Saved entries
== == ==

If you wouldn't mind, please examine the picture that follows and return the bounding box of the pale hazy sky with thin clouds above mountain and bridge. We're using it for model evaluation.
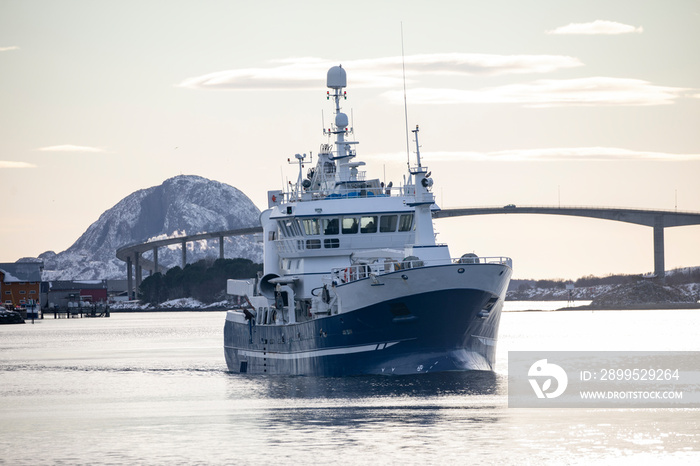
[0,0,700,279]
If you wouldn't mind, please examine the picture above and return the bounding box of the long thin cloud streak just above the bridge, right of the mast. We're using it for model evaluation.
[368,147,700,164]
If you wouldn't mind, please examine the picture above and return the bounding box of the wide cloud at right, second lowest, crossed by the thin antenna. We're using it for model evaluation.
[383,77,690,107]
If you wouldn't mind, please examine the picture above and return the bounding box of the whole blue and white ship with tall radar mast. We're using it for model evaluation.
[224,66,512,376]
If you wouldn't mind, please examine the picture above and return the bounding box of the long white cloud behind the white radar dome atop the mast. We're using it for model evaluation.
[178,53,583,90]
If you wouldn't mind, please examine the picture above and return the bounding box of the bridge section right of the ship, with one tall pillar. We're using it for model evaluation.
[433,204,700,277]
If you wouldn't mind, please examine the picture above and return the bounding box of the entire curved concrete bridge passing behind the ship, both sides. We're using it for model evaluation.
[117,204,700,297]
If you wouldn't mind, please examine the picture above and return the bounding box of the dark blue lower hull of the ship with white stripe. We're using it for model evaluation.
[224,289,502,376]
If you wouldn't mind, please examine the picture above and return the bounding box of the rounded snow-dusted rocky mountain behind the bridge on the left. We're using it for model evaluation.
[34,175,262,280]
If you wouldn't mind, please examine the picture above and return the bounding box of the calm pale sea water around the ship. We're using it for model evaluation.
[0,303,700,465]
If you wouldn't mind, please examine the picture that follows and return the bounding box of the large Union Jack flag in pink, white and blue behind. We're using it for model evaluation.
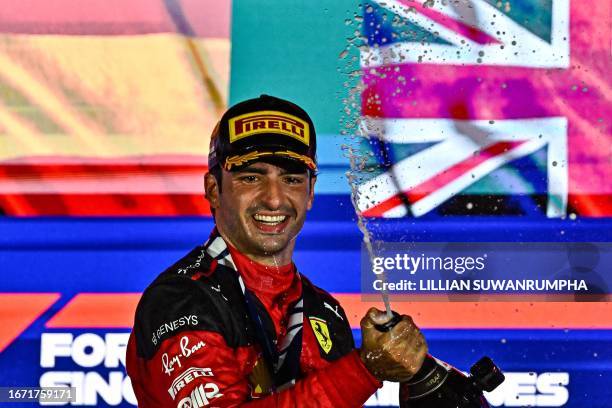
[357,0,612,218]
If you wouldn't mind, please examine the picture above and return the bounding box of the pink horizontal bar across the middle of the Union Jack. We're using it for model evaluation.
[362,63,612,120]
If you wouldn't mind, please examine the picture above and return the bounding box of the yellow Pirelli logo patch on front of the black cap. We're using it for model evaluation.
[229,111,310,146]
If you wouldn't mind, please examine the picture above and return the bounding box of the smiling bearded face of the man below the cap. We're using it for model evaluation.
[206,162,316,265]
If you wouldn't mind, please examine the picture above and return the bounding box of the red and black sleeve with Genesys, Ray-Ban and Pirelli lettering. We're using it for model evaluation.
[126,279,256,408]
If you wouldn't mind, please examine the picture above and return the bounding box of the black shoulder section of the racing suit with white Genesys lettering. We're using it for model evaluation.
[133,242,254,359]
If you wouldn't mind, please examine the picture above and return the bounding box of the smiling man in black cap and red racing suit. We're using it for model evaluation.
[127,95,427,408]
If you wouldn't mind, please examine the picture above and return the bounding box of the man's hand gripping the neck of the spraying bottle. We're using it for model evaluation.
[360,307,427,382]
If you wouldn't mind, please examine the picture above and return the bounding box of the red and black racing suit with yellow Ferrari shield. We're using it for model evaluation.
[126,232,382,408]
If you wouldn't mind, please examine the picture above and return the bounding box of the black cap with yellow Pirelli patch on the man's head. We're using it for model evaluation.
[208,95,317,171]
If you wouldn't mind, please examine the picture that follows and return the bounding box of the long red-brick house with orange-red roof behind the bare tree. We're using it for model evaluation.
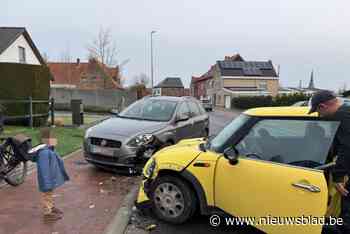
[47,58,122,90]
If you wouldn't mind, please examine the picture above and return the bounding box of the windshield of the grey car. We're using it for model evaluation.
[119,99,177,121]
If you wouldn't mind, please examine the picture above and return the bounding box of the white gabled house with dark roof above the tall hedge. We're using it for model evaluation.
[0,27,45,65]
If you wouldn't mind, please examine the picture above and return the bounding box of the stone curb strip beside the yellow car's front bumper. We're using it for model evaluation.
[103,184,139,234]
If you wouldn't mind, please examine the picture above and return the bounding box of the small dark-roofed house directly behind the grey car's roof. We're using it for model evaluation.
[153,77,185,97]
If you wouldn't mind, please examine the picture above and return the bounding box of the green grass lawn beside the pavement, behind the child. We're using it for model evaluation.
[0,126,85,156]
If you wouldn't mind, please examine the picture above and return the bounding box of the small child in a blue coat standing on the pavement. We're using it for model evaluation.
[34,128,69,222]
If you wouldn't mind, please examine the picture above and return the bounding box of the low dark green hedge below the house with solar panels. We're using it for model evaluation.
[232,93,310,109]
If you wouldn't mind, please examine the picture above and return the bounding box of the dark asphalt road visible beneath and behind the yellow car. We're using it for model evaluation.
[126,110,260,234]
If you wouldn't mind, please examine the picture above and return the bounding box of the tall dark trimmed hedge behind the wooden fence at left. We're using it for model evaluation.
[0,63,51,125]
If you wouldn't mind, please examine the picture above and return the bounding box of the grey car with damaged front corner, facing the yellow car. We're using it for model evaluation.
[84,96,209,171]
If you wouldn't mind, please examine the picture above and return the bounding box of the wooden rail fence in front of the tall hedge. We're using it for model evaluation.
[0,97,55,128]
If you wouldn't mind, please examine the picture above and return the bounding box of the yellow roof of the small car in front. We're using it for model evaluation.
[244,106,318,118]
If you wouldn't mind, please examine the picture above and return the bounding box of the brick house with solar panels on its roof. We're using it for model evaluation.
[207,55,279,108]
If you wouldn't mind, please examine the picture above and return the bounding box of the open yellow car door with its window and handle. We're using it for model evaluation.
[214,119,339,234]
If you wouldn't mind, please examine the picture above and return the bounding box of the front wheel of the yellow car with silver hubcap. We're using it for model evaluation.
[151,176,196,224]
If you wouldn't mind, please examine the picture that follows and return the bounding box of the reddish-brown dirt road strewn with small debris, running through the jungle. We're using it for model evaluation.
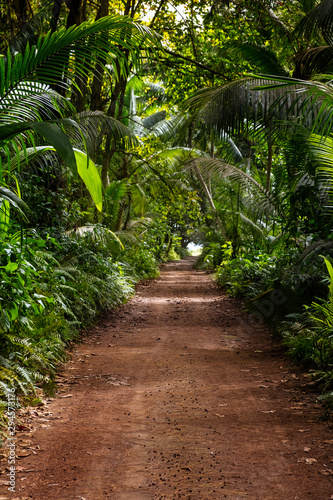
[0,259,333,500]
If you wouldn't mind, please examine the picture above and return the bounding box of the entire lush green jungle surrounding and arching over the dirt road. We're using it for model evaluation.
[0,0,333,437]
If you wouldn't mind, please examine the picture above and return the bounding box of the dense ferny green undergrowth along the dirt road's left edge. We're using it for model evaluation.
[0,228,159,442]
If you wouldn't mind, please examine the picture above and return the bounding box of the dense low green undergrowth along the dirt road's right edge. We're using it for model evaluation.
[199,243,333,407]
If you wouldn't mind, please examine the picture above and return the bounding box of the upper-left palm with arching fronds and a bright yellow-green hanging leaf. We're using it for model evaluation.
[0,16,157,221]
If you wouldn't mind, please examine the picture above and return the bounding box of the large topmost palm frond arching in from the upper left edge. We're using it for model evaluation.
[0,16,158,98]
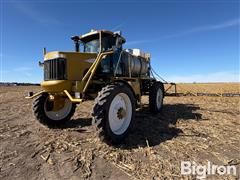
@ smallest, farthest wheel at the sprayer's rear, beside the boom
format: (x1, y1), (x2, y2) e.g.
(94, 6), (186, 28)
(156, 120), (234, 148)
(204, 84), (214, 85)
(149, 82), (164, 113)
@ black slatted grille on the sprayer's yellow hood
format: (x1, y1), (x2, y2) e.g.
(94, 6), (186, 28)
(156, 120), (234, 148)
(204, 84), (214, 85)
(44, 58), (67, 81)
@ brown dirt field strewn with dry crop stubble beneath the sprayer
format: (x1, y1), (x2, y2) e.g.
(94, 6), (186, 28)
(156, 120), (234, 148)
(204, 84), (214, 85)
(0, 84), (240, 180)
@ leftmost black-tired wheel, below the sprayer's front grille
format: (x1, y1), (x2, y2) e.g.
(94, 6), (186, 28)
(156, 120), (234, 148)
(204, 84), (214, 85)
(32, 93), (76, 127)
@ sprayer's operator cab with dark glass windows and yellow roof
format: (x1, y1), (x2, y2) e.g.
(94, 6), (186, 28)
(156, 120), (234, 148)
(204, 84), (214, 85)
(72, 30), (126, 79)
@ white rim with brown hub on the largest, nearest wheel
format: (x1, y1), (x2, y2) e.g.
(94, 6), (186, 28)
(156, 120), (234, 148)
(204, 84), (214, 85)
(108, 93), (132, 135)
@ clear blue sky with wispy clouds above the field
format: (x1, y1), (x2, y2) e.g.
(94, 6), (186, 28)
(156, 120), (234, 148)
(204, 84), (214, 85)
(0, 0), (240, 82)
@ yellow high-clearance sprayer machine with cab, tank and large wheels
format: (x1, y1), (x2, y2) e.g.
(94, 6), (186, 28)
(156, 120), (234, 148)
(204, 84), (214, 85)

== == ==

WHAT IS NEEDED
Among the records above, find each line holding "grille" and list it.

WRITTEN RESPONSE
@ black slatted grille on the sprayer's yellow hood
@ leftmost black-tired wheel, below the sprayer's front grille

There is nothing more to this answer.